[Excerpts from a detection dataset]
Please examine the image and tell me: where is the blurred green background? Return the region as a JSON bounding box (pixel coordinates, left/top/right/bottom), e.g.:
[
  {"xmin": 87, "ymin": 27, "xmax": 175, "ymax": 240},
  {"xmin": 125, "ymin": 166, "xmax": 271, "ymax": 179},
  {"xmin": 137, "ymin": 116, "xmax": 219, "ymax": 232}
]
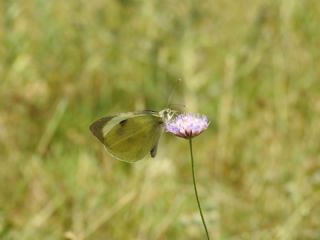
[{"xmin": 0, "ymin": 0, "xmax": 320, "ymax": 240}]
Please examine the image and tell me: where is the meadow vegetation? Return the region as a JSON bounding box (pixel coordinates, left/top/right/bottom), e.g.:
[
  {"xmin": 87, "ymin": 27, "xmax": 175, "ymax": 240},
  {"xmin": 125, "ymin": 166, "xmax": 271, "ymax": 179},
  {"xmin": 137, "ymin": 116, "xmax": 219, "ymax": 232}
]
[{"xmin": 0, "ymin": 0, "xmax": 320, "ymax": 240}]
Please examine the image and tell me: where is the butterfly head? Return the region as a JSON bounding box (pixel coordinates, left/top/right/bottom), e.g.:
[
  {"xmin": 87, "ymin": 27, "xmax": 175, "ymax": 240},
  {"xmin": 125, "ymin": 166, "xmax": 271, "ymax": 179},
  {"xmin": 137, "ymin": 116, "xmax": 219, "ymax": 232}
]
[{"xmin": 159, "ymin": 108, "xmax": 178, "ymax": 121}]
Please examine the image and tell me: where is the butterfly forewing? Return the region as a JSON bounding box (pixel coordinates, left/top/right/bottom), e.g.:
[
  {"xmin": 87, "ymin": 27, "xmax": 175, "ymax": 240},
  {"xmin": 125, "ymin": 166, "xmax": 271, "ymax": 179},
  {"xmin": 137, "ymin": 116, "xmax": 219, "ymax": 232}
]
[{"xmin": 90, "ymin": 111, "xmax": 163, "ymax": 162}]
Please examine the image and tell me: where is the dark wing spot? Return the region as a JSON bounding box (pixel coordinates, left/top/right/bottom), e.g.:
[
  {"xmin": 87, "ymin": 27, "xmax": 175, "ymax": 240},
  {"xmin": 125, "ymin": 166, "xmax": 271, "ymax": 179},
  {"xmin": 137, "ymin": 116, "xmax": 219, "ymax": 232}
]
[{"xmin": 119, "ymin": 119, "xmax": 128, "ymax": 127}]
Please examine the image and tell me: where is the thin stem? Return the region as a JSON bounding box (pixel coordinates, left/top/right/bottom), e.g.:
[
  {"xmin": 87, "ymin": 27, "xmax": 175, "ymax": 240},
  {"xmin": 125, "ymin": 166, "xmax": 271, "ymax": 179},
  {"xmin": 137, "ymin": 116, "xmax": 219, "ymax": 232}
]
[{"xmin": 189, "ymin": 138, "xmax": 210, "ymax": 240}]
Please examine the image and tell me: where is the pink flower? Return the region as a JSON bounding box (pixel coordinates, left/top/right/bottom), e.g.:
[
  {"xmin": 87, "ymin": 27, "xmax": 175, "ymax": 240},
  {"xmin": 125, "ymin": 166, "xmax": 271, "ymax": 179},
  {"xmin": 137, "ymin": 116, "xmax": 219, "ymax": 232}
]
[{"xmin": 165, "ymin": 113, "xmax": 210, "ymax": 139}]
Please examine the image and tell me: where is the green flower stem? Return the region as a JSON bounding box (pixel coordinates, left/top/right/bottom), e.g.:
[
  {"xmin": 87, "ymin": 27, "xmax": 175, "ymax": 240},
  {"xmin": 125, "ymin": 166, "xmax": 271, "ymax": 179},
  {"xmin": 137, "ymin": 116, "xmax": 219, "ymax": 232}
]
[{"xmin": 189, "ymin": 138, "xmax": 210, "ymax": 240}]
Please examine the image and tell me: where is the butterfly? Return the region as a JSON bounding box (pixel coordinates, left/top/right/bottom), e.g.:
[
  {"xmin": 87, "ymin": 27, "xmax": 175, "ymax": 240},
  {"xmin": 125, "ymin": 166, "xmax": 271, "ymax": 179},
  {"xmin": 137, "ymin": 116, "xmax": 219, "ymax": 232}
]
[{"xmin": 90, "ymin": 108, "xmax": 177, "ymax": 162}]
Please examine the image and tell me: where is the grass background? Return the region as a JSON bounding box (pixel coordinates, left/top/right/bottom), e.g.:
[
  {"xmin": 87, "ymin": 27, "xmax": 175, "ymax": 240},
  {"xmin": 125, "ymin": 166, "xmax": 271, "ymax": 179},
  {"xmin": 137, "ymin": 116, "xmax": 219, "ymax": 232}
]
[{"xmin": 0, "ymin": 0, "xmax": 320, "ymax": 240}]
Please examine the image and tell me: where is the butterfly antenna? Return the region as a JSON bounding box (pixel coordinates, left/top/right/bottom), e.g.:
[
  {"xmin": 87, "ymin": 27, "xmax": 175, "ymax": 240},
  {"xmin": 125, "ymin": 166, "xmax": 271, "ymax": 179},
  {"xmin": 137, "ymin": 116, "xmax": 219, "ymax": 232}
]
[{"xmin": 167, "ymin": 78, "xmax": 183, "ymax": 106}]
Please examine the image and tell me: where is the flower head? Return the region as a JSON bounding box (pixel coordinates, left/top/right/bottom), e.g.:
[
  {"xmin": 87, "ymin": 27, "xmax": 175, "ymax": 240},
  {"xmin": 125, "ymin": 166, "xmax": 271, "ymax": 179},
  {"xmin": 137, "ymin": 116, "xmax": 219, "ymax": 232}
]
[{"xmin": 165, "ymin": 113, "xmax": 210, "ymax": 138}]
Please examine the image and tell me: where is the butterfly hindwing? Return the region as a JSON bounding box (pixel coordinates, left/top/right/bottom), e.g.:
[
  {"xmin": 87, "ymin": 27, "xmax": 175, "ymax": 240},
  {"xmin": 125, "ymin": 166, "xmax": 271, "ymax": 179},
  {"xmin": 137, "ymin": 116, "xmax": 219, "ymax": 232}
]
[{"xmin": 90, "ymin": 111, "xmax": 163, "ymax": 162}]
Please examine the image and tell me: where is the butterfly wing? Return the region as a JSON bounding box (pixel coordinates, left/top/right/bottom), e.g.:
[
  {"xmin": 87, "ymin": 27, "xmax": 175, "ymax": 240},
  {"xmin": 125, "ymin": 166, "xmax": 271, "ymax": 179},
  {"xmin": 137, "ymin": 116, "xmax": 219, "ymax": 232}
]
[{"xmin": 90, "ymin": 111, "xmax": 163, "ymax": 162}]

» Exercise directions
Go through the listing above and copy out only the lines that contain the word "butterfly".

» Full answer
Please examine the image and tell me: where is the butterfly head? Return the region as a JSON bounding box (pixel coordinates, left/top/right/bottom), e.g.:
Please examine the image and tell me: where is the butterfly forewing? Return the region as a JSON bounding box (pixel coordinates, left/top/right/bottom), e.g.:
Please examine the image and tell me: where is the butterfly? Return the region as a JSON bounding box (pixel coordinates, left/top/right/bottom), e.g.:
Please examine the image and tell me: where is the butterfly antenna? Return the region as a JSON bounding box (pixel coordinates, left/top/right/bottom), e.g.:
Please examine the image and tell me: where is the butterfly hindwing? Return the region as a JSON bounding box (pixel coordinates, left/top/right/bottom), e.g.:
Please examine the image and tell me: where is the butterfly wing? Return the region as a JSON bounding box (pixel coordinates, left/top/right/bottom), e.g.:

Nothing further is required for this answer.